→ TEXT SECTION:

The number of calls received by the governor’s office was overwhelming. Everyone from individuals owning sewing machines to small, midsize and big businesses responded to the request. 

Brooks Brothers, the oldest men’s clothier in the United States, is headquartered right in the epicenter of the crisis, on Madison Avenue. They have reportedly been in direct contact with federal and state officials, task forces, several major hospital systems, and other municipalities and organizations.

On March 30, 2020, Brooks Brothers announced that they are converting their New York, North Carolina, and Massachusetts factories. Instead of making ties, shirts and suits, they will make masks and gowns. They might be able to produce up to 150,000 masks per day on an ongoing basis.

→ PROBLEM A:
Answer these questions from the text on Brooks Brothers, one answer per line:
(i) On which avenue is Brooks Brothers headquartered?
(ii) On what date did Brooks Brothers announce that it was converting its factories?
(iii) Up to how many masks per day might Brooks Brothers be able to produce?
→ PROBLEM B: Reproduce the passage from the text on Brooks Brothers starting at "The number of" and ending at "to the request.".
→ PROBLEM C: Write the next part of the text on Brooks Brothers' factory conversion, picking up after its final sentence.

→ SOURCE MATERIAL:
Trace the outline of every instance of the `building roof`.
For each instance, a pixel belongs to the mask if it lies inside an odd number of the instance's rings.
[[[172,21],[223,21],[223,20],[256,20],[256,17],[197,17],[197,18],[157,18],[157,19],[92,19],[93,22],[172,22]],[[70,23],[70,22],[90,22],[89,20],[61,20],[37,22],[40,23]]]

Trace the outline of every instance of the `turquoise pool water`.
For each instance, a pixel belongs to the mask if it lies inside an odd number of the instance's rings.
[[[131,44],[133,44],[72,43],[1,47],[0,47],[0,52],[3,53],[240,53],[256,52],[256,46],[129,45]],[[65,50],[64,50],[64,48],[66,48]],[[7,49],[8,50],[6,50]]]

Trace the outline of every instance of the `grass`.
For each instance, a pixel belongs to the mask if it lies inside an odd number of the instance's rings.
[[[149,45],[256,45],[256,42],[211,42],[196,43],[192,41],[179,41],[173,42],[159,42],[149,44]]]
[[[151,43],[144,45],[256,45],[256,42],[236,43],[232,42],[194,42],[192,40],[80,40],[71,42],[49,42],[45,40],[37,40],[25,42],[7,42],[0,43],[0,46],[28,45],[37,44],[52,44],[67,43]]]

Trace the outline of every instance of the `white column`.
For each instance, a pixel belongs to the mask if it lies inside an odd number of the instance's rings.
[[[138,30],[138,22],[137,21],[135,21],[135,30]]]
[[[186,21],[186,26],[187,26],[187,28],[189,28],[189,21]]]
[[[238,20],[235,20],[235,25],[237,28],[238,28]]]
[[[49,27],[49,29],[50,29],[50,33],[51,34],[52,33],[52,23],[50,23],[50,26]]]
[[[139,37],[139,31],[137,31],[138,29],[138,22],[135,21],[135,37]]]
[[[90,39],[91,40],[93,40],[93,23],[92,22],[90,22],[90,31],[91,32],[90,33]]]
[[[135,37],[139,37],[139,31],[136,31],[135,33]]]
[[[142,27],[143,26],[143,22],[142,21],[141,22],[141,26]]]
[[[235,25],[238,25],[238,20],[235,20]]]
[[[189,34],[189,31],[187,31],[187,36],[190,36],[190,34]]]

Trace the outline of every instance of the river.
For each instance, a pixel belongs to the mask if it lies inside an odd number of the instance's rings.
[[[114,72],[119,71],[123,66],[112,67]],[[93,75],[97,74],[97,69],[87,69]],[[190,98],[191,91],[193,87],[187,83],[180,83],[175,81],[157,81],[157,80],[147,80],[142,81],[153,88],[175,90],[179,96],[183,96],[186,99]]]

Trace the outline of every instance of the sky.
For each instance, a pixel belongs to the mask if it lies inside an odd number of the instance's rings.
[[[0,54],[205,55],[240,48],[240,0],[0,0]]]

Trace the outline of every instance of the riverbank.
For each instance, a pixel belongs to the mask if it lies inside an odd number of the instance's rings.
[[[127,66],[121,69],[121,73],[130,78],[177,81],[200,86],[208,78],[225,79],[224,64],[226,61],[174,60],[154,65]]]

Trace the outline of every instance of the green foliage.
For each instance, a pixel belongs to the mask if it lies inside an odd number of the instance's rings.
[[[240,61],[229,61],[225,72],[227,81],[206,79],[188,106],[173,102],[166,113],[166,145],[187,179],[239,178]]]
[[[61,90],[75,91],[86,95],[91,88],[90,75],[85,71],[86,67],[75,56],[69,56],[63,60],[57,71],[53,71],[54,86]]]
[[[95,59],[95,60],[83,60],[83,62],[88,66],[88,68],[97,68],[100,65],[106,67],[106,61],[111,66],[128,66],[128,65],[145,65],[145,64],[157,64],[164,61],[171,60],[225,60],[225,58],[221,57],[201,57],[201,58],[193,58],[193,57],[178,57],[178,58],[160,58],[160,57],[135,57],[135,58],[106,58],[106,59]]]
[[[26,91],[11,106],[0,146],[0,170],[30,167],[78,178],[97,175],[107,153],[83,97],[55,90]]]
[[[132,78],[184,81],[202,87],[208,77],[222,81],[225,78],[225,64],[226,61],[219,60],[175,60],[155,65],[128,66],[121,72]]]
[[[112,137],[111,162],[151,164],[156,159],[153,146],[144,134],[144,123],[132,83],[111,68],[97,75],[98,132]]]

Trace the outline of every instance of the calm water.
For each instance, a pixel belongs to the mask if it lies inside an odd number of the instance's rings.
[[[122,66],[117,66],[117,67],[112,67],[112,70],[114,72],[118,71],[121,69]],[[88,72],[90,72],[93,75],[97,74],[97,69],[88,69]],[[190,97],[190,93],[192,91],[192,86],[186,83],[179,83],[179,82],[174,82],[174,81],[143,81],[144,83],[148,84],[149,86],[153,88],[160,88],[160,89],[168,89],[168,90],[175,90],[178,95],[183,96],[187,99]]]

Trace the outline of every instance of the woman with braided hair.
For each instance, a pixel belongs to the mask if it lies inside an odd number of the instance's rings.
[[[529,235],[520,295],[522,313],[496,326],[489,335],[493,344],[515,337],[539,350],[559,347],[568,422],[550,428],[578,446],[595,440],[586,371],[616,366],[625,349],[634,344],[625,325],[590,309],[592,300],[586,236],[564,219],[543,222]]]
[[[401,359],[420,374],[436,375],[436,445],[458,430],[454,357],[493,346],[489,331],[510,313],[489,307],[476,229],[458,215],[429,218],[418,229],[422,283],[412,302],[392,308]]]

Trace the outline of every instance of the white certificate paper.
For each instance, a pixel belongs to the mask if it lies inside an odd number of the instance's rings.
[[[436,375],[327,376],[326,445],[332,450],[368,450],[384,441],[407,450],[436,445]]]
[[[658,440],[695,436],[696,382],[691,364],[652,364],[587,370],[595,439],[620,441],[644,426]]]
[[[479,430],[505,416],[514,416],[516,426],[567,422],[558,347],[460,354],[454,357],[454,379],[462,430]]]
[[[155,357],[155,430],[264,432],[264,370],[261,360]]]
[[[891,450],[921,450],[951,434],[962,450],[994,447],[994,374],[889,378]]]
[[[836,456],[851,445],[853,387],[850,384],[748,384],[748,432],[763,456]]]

→ RESPONSE AREA A:
(i) Madison Avenue
(ii) March 30, 2020
(iii) 150,000

→ RESPONSE AREA B:
The number of calls received by the governor’s office was overwhelming. Everyone from individuals owning sewing machines to small, midsize and big businesses responded to the request.

→ RESPONSE AREA C:
There are other big issues and questions forming a cloud over the fashion industry. What strategies will fashion brands use to clear out the inventory that has already been produced? It might be harder to move seasonal clothes in the current situation. Sales have declined significantly. Needless to say, online shopping is the only option available as retail stores are closed indefinitely. Many companies already have their mid-season sales, with up to 70% discounts becoming the norm. And some companies aren’t fulfilling online orders at all.

Ronen Lazar, co-founder and CEO of retail software platform Inturn, told industry publication Glossy that excess inventory is piling up in closed stores and warehouses, and spring items will likely be pushed to fall and sold at deep discounts.

In the scheme of things, that doesn’t matter much. The most important thing is for everyone to do whatever they can to help.